### [PROVIDED RECORDS]

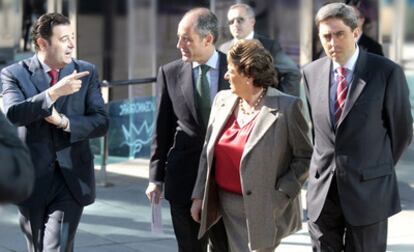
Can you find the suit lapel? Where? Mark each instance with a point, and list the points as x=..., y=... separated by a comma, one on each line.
x=38, y=78
x=357, y=86
x=65, y=71
x=223, y=84
x=266, y=117
x=322, y=102
x=185, y=81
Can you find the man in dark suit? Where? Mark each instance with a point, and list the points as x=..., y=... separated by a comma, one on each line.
x=241, y=20
x=183, y=110
x=365, y=42
x=16, y=173
x=361, y=115
x=57, y=99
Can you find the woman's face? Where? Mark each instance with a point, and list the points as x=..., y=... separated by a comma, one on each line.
x=239, y=83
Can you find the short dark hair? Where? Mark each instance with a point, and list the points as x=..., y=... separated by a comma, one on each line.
x=43, y=27
x=254, y=61
x=340, y=11
x=206, y=23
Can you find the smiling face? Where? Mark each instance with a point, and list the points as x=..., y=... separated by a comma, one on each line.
x=237, y=80
x=240, y=23
x=58, y=52
x=192, y=46
x=338, y=40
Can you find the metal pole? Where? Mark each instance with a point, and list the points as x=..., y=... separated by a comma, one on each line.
x=107, y=75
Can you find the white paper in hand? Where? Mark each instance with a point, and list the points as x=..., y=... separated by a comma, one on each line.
x=156, y=221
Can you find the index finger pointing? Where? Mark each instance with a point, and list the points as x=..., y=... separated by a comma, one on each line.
x=80, y=75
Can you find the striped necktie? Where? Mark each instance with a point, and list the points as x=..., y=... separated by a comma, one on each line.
x=203, y=94
x=341, y=92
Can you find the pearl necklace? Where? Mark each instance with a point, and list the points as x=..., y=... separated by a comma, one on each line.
x=256, y=103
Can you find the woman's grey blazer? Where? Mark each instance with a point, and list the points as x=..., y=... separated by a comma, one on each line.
x=273, y=167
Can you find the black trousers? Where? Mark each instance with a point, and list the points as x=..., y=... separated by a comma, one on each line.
x=186, y=232
x=332, y=233
x=51, y=224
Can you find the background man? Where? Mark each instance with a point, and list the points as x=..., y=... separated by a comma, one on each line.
x=58, y=100
x=186, y=88
x=241, y=20
x=360, y=110
x=365, y=42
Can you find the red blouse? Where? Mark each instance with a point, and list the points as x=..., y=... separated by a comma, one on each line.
x=228, y=152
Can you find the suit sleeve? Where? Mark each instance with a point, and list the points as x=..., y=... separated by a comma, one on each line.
x=94, y=122
x=289, y=74
x=16, y=173
x=21, y=110
x=165, y=125
x=309, y=112
x=398, y=112
x=291, y=182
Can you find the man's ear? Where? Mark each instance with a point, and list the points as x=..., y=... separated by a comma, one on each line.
x=356, y=33
x=43, y=43
x=209, y=39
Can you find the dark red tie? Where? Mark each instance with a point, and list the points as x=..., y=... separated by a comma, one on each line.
x=54, y=76
x=341, y=92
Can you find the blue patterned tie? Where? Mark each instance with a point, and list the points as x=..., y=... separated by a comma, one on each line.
x=203, y=94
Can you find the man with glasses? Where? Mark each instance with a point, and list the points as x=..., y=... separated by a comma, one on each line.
x=241, y=20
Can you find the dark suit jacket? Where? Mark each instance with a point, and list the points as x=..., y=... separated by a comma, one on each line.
x=373, y=131
x=24, y=97
x=289, y=74
x=16, y=173
x=370, y=45
x=179, y=133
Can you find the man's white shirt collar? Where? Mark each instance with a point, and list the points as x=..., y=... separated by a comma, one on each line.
x=350, y=64
x=212, y=62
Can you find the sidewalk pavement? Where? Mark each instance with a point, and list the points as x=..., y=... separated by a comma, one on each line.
x=119, y=220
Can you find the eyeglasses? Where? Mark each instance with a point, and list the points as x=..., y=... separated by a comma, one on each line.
x=238, y=19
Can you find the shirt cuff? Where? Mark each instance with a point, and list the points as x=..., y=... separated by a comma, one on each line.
x=65, y=121
x=49, y=101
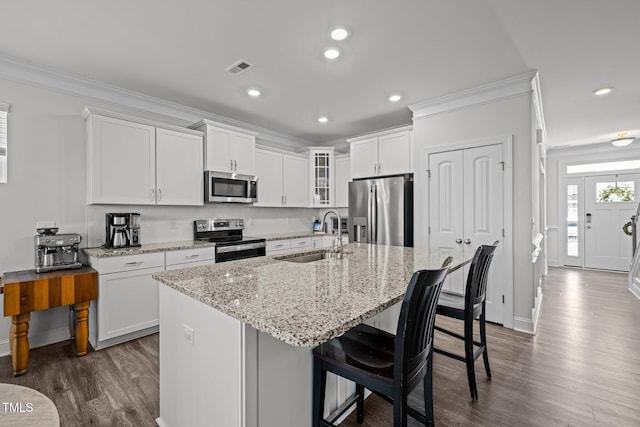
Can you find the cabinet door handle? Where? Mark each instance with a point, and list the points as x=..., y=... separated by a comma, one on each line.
x=131, y=264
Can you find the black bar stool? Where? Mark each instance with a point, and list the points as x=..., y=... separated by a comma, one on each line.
x=467, y=308
x=388, y=365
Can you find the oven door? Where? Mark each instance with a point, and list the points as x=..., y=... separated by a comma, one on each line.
x=222, y=187
x=240, y=251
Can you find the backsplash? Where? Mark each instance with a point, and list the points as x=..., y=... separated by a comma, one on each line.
x=175, y=223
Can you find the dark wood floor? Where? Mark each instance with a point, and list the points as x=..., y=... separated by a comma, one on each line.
x=581, y=369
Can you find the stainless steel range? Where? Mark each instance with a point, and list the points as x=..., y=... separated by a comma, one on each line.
x=227, y=235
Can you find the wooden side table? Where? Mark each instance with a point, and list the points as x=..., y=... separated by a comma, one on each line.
x=27, y=291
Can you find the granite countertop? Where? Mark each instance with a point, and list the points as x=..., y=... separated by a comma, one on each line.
x=144, y=249
x=296, y=235
x=307, y=304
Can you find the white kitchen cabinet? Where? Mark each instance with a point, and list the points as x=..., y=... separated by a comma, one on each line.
x=384, y=153
x=189, y=258
x=127, y=304
x=227, y=148
x=343, y=176
x=282, y=179
x=178, y=168
x=275, y=247
x=120, y=161
x=321, y=177
x=136, y=161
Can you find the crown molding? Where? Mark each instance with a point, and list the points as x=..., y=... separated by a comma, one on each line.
x=32, y=74
x=382, y=132
x=502, y=89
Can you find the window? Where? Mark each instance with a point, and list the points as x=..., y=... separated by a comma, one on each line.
x=604, y=167
x=4, y=109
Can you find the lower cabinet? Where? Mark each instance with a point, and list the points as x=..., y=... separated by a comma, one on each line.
x=127, y=304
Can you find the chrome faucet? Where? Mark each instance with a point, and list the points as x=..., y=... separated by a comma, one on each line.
x=324, y=217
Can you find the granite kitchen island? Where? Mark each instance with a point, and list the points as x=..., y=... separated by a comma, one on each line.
x=236, y=337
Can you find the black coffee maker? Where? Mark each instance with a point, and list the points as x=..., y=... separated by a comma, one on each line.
x=122, y=230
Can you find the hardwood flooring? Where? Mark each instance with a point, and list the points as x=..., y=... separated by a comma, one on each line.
x=117, y=386
x=582, y=368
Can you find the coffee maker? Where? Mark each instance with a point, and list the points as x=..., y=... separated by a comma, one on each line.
x=122, y=230
x=56, y=251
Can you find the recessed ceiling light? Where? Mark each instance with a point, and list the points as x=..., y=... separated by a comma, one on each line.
x=332, y=53
x=603, y=91
x=339, y=33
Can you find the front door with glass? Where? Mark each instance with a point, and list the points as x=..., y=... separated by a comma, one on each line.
x=609, y=203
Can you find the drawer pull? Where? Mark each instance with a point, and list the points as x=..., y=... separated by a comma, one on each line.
x=128, y=264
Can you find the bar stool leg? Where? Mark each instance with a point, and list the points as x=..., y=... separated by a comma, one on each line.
x=19, y=343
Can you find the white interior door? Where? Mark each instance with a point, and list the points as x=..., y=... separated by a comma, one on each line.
x=483, y=220
x=465, y=209
x=445, y=209
x=610, y=202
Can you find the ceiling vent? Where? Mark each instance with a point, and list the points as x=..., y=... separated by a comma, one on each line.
x=239, y=67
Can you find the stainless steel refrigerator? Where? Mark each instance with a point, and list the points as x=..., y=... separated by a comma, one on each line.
x=381, y=210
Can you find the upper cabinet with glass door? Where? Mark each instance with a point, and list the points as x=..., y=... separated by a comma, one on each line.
x=321, y=177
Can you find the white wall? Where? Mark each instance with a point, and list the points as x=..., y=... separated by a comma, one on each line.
x=557, y=160
x=46, y=181
x=511, y=116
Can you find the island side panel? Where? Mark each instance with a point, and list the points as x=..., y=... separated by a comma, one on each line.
x=201, y=364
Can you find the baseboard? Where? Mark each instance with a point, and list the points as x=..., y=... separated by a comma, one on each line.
x=525, y=325
x=50, y=336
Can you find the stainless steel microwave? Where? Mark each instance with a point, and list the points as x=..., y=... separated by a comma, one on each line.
x=225, y=187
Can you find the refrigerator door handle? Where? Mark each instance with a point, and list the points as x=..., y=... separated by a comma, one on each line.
x=374, y=214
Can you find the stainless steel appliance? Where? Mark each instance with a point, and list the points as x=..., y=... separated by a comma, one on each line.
x=381, y=210
x=230, y=243
x=224, y=187
x=122, y=230
x=56, y=251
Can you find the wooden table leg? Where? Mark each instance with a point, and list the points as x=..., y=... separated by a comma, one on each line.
x=82, y=327
x=19, y=343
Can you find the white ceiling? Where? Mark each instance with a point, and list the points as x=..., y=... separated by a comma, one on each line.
x=422, y=49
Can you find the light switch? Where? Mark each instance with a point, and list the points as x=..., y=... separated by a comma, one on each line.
x=188, y=333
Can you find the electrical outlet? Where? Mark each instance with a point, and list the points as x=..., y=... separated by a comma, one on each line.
x=188, y=333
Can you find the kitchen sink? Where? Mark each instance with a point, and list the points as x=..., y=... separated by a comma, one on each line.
x=304, y=258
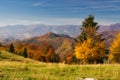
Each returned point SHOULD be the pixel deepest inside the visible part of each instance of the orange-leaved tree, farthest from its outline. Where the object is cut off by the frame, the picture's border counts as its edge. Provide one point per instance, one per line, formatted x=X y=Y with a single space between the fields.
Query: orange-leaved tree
x=88 y=53
x=90 y=47
x=114 y=56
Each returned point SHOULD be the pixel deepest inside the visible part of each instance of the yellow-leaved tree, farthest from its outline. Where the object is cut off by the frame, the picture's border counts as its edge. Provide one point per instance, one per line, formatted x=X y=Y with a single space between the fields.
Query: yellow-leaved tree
x=114 y=56
x=88 y=52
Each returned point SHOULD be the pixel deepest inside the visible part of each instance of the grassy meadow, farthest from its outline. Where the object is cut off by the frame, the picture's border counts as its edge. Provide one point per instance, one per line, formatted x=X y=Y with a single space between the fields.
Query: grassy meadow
x=13 y=67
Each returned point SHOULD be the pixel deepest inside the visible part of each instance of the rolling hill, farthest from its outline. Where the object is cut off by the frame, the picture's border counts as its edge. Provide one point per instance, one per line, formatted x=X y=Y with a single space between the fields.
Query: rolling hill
x=63 y=44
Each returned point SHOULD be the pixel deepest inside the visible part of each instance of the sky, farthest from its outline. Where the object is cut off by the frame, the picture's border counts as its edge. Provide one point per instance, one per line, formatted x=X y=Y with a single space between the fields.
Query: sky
x=58 y=12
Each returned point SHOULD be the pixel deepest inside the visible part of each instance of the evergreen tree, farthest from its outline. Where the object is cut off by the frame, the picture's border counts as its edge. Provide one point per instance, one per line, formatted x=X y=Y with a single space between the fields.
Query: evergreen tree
x=114 y=56
x=89 y=30
x=11 y=48
x=90 y=47
x=25 y=53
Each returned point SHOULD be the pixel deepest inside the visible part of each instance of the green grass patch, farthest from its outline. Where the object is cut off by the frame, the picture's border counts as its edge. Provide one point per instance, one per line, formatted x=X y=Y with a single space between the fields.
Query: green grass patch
x=27 y=69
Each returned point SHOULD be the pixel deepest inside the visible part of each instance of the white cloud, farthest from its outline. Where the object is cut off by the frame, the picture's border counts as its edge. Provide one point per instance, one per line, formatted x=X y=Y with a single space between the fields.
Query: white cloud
x=39 y=3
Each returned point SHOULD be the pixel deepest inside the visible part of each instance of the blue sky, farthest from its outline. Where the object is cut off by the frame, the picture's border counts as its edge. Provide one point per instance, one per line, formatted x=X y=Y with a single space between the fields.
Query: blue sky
x=60 y=12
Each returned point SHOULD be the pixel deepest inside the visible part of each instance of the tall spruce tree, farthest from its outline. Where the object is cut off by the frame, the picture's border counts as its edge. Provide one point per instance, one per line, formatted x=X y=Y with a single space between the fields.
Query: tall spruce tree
x=11 y=48
x=89 y=30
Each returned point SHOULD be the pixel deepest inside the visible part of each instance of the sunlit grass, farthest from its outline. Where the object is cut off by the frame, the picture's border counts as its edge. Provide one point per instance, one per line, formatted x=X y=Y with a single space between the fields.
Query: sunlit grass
x=27 y=69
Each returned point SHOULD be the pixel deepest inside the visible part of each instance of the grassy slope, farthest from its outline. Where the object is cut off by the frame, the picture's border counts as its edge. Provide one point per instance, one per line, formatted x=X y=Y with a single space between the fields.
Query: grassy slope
x=13 y=67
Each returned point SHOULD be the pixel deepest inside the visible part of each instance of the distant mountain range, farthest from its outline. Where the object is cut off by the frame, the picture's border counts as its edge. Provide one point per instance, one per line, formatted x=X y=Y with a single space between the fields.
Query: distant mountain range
x=28 y=31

### [TASK]
Please make your reply exactly the lines from the one containing "Query: grassy slope" through the end of the entries above, and nothing more.

### [COMPLETED TASK]
Query: grassy slope
x=13 y=67
Each returned point SHOULD be the pixel deepest inside the visible part of each instance of the distant mountain range, farthest from its outline. Where the object is cut off by the frame, the picture's border counts as its edge. Provide one point per instance, one per line, formatted x=X y=Y with a single space between the fields.
Query: distant mountain range
x=28 y=31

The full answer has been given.